=== WHAT IS NEEDED ===
Your task is to copy every line of this material exactly.

=== RECORDED INFORMATION ===
──────────────────────────────

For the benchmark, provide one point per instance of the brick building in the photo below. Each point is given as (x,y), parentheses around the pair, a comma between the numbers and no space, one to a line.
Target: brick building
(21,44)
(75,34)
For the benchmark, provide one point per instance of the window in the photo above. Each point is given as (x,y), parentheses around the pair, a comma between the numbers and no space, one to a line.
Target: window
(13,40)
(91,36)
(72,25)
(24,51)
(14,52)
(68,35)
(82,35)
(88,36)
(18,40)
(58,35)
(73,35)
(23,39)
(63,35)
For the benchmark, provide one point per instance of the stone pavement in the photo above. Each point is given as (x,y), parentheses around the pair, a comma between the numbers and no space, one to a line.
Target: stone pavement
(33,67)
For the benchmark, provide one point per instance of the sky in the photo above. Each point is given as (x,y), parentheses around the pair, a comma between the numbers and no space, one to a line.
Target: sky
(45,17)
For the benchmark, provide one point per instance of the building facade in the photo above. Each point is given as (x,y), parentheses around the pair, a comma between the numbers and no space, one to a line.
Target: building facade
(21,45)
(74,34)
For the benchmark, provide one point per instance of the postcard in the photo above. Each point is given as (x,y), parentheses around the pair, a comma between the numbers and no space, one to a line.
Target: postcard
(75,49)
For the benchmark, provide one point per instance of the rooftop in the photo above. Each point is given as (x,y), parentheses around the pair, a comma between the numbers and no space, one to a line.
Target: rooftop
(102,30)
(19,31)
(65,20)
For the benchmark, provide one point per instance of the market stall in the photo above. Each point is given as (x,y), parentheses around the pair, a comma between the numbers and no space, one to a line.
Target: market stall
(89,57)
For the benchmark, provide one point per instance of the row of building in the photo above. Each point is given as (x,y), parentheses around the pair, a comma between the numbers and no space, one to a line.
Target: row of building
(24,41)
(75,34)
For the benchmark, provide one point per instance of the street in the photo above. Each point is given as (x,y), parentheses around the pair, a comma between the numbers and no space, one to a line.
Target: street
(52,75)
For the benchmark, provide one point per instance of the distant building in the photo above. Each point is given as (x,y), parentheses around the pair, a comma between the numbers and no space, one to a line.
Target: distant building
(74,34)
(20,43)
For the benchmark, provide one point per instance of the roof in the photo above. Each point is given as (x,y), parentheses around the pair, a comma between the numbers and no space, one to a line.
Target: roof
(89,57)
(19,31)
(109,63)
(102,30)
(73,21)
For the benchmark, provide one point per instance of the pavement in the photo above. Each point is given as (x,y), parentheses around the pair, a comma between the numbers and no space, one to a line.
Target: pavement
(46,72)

──────────────────────────────

=== WRITTEN SOLUTION ===
For the benchmark, provide one point per instance of the brick building in the photo below. Each point is given as (x,y), parentheses around the pair, a comma between the numbers and no space, one to a line.
Target: brick building
(21,44)
(75,34)
For the benchmark, provide one point per instance of the window in the photo above. Each point is given as (x,y), parentheses around the pair, a comma between the numbers and no space, one to a line.
Target: window
(13,40)
(91,36)
(72,25)
(24,51)
(14,52)
(68,35)
(82,35)
(88,36)
(18,40)
(58,35)
(73,35)
(23,39)
(63,35)
For the benchmark, provide one point per instance of the stone pavement in the photo above. Each point is given as (x,y), parentheses around the pair, a comma between the numbers and no space, one to a line.
Target: stone pavement
(33,67)
For the benchmark, provide one point per instance of the sky in the photo above. Each point is given as (x,y), parentheses around the pair, a comma between the numbers and no space, one to a line.
Target: sky
(45,17)
For the benchmark, provide one point per instance of the building facade in the photo above. Each point is given as (x,y), parentheses around the pair, a comma between the numbers and no space, one to a line.
Target: building facade
(21,45)
(74,34)
For the benchmark, provide one point per instance of the postcard in the photo above. Each point is given as (x,y), parentheses around the pair, a comma between the numbers and no space, one to a line.
Target: postcard
(75,49)
For the benchmark, provide one point per instance of the rooftop in the photo above. Each point is given as (x,y), parentheses around the pair, a comma between the numbers and no space, one to a line.
Target: rooftop
(102,30)
(19,31)
(65,20)
For the benchmark, provide one point per instance of the market stall in the photo above. Each point is given as (x,y), parentheses around the pair, a comma between the numbers and no space, one to a line.
Target: market stall
(89,57)
For the benchmark, provide one point per instance of the row of building in the photo above. Each point is given as (x,y), parentheses around the pair, a comma between the numbers and no space, one to a line.
Target: row of building
(24,41)
(75,34)
For the benchmark, provide one point per instance of the street in the photo above. Each point is given as (x,y), parentheses around the pair, a comma between the numbers and no space, one to a line.
Target: street
(52,75)
For the benchmark, provide one point per instance of the distant building in the photo above. Each point is given as (x,y), parentheses around the pair, a comma between the numbers and no space, one to a line.
Target: distant building
(74,34)
(20,43)
For the benchmark, provide one point per instance of the roof in the photo above. Each point is given as (x,y), parentheses around the pair, a comma between the numbers and no space, one to a line.
Target: roof
(89,57)
(19,31)
(109,63)
(102,30)
(73,21)
For the benchmark, provide one point per instance of the pavement in the photo above. Each point is given as (x,y), parentheses around the pair, a comma between the numbers and no space, one to a line.
Target: pavement
(46,72)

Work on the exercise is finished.